Rows from a pointing dataset
+ + +
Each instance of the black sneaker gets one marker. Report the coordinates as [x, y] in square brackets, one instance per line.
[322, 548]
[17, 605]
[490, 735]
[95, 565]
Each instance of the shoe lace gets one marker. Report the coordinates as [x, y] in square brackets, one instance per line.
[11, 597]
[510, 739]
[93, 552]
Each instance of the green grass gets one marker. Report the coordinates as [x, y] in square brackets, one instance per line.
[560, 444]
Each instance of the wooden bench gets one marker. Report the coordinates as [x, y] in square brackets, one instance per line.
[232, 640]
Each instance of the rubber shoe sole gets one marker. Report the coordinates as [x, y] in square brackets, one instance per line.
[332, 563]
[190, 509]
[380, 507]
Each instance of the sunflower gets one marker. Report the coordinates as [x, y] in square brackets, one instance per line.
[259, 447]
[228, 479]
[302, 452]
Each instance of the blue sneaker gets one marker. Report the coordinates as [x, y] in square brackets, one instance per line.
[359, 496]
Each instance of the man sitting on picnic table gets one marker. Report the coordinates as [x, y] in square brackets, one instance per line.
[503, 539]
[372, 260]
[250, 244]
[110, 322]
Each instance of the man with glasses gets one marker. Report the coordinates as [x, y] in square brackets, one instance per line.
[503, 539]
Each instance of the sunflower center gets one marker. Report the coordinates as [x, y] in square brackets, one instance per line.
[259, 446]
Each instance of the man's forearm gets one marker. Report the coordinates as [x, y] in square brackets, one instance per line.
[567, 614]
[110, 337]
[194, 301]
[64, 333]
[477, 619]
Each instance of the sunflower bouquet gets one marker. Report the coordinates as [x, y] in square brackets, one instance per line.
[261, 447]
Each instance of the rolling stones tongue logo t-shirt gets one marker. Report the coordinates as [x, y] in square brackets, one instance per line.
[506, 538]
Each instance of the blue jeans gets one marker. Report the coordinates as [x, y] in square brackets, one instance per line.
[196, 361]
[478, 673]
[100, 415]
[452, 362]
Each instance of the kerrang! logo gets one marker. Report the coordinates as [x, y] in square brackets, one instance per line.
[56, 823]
+ + +
Exercise aim: Rewrite the items from the line with "Each instance of the blue jeans" through the end of the items, changing "marker" to "point" and leaving all else as it is.

Exercise answer:
Each instance of the blue jeans gets one point. Report the coordinates as [x, y] in square brackets, one instance per line.
[196, 361]
[478, 673]
[100, 415]
[452, 362]
Each instance of the kerrang! logo gets one point. Report the coordinates as [x, y] in square brackets, one instance per line.
[56, 823]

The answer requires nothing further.